# [Data for this task]
........

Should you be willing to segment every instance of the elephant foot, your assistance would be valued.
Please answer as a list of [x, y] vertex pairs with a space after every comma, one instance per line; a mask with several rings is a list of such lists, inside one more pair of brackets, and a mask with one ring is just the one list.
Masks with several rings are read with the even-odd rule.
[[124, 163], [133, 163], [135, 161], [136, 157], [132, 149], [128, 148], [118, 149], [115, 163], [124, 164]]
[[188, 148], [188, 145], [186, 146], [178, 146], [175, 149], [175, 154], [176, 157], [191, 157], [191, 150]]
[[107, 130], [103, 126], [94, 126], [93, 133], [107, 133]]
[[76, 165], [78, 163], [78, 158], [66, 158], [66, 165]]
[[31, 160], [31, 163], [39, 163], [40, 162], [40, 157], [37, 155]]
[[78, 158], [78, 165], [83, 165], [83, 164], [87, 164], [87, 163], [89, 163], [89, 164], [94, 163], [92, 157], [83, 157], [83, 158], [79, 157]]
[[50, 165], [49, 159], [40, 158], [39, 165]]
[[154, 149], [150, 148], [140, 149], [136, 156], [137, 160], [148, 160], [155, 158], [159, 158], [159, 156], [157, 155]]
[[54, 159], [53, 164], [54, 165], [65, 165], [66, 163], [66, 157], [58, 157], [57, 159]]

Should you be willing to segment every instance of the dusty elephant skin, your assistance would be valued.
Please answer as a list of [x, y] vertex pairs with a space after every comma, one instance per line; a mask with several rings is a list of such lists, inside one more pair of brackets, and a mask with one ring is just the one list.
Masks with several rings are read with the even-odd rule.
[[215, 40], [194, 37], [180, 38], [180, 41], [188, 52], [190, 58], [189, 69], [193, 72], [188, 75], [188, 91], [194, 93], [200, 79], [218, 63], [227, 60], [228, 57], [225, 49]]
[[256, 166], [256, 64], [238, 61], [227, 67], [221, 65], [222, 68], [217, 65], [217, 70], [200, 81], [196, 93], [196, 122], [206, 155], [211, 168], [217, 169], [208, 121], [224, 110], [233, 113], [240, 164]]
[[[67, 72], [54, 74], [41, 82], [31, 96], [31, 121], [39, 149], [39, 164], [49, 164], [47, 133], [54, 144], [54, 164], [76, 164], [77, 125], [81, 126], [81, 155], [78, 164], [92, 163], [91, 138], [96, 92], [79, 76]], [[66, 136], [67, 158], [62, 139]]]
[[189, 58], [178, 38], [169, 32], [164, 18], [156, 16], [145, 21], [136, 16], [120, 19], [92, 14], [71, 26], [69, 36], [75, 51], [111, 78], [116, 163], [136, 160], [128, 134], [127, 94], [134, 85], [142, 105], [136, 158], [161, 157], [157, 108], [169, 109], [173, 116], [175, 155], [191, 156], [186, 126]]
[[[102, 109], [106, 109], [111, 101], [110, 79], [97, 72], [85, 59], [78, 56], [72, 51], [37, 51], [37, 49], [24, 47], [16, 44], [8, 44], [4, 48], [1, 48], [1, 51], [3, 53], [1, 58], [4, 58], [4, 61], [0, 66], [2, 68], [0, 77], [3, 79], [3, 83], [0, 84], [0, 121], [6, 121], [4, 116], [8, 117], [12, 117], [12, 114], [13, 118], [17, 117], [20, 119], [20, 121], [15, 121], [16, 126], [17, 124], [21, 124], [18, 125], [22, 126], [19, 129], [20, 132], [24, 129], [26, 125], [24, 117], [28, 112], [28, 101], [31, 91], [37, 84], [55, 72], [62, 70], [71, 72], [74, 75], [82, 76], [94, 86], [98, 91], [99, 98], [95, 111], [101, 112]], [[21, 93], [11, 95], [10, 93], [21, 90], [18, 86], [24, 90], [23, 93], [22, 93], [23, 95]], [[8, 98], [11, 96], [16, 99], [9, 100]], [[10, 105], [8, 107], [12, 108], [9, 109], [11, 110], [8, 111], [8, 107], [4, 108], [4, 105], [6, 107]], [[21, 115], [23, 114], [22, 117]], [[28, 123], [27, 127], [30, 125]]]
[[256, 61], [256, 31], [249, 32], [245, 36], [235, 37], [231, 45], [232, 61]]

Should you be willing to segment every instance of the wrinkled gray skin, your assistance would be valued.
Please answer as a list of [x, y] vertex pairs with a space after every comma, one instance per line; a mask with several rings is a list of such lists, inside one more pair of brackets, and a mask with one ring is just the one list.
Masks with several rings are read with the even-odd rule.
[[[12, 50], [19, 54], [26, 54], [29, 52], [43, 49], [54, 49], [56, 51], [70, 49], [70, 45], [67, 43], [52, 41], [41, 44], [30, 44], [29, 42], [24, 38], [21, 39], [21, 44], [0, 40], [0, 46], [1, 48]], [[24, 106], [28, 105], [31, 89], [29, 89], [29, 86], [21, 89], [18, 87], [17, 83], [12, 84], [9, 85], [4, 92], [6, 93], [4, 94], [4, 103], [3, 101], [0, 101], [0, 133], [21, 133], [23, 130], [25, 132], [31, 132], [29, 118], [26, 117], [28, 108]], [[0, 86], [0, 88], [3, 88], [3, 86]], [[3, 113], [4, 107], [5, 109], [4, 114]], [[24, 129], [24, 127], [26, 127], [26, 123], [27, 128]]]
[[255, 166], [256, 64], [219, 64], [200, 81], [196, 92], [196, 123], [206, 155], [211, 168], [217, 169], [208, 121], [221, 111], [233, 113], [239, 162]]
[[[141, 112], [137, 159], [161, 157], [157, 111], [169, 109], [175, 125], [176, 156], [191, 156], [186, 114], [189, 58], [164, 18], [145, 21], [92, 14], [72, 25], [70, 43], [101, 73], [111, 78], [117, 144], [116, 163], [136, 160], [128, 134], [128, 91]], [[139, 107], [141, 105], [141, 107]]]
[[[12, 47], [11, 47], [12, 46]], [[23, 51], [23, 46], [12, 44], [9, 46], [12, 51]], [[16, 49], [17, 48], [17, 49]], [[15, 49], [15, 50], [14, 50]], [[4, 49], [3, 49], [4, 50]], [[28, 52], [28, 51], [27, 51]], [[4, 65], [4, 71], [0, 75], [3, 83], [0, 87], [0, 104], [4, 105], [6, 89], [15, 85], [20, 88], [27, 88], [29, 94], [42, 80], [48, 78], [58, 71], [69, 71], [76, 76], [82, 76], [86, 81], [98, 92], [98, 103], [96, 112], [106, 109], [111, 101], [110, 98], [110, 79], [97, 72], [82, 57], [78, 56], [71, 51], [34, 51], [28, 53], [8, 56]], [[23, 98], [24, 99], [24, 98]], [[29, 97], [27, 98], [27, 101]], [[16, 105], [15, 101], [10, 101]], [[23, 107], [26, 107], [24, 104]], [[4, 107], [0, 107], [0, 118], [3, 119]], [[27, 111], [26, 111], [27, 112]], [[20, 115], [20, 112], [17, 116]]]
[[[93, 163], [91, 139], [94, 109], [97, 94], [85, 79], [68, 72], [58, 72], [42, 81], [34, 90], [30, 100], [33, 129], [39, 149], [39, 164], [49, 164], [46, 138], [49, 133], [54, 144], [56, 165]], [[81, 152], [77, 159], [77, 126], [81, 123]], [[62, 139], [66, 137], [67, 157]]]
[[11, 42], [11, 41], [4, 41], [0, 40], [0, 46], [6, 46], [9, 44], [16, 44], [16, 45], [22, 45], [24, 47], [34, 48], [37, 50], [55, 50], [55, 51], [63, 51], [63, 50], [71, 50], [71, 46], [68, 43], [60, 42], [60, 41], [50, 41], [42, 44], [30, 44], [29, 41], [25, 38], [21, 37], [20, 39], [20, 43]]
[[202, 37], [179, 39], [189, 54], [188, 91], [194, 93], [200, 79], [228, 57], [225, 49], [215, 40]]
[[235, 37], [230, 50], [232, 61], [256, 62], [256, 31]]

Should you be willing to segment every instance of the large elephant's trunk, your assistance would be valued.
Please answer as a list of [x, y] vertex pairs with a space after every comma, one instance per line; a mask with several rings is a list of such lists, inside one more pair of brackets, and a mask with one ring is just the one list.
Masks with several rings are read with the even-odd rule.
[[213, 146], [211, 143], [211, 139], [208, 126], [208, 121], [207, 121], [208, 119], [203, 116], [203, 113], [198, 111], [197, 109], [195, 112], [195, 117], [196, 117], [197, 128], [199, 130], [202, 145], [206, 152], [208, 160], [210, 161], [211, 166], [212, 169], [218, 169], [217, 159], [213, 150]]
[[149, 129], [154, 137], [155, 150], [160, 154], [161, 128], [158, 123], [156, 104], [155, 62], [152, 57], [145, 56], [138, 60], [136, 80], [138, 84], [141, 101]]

........

# [Written problem]
Can you set out the lines as a Markdown table with the columns Row and Line, numbering each row and leaving out any blank lines? Start with the line containing "Should you be willing to segment every instance of the wrinkled" and go on through the line containing "105], [141, 107]]]".

# [Solution for this exercise]
| Row | Line |
|---|---|
| 1 | Should you be willing to segment every instance of the wrinkled gray skin, your assistance would be valued. |
| 2 | Please answer as a list of [x, y] vertex pairs with a space after every comma, one instance per line; a mask with several rings is a list of such lists, inside one more pair of brackets, and a mask with one ring is just the one list. |
| 3 | Masks with several rings are read with the even-odd rule. |
| 4 | [[[12, 50], [19, 54], [26, 54], [29, 52], [43, 49], [54, 49], [56, 51], [70, 49], [70, 45], [67, 43], [52, 41], [41, 44], [30, 44], [29, 42], [24, 38], [21, 39], [21, 44], [0, 40], [0, 46], [1, 48]], [[24, 106], [28, 105], [31, 89], [29, 89], [29, 86], [21, 89], [18, 87], [17, 83], [12, 84], [9, 85], [4, 92], [6, 93], [4, 94], [4, 103], [3, 101], [0, 101], [0, 133], [21, 133], [23, 130], [25, 132], [31, 132], [29, 118], [26, 117], [28, 108]], [[0, 86], [0, 88], [3, 88], [3, 86]], [[3, 113], [4, 107], [5, 109], [4, 114]], [[24, 129], [24, 127], [26, 127], [26, 123], [27, 128]]] |
| 5 | [[255, 166], [256, 64], [219, 64], [200, 81], [196, 92], [196, 123], [206, 155], [211, 168], [217, 169], [208, 121], [221, 111], [233, 113], [239, 162]] |
| 6 | [[[141, 112], [137, 159], [161, 157], [157, 111], [169, 109], [175, 125], [176, 156], [191, 156], [186, 114], [189, 58], [164, 18], [145, 21], [92, 14], [72, 25], [70, 43], [101, 73], [111, 78], [117, 144], [116, 163], [136, 160], [128, 134], [128, 91]], [[139, 107], [141, 105], [141, 107]]] |